What you need to do:
Scan the entries below for the word "leaf". Copy each line that has it.

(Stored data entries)
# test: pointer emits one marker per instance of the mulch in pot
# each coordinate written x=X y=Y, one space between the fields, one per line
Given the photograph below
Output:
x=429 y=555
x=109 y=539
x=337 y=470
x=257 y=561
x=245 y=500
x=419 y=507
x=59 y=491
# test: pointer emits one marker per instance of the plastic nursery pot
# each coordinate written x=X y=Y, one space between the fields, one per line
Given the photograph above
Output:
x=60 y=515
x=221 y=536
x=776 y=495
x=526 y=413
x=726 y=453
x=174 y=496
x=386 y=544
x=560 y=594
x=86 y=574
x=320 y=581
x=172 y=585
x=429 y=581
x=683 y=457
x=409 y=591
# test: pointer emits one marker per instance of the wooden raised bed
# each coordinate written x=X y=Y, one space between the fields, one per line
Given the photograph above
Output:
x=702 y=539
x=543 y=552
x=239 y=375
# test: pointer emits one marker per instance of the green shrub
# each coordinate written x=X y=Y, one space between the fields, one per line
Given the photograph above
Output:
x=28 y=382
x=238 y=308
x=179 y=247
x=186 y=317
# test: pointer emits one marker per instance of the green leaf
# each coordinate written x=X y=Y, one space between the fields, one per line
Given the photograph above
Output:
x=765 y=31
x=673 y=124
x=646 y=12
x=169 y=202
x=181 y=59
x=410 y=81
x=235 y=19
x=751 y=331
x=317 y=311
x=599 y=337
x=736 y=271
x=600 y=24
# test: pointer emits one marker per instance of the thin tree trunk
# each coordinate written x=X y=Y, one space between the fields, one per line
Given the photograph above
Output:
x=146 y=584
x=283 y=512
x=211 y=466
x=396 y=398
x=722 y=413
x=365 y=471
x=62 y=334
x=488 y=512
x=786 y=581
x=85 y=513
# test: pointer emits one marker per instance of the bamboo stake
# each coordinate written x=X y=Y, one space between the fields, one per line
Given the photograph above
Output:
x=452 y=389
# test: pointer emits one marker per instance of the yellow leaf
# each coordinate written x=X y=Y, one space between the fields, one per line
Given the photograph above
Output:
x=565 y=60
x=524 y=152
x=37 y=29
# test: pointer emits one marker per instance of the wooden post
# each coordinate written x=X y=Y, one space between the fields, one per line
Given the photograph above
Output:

Task solution:
# test: pointer emits one marker per instance of the green leaf
# test: pointer emits one marker per instance of the yellow leaf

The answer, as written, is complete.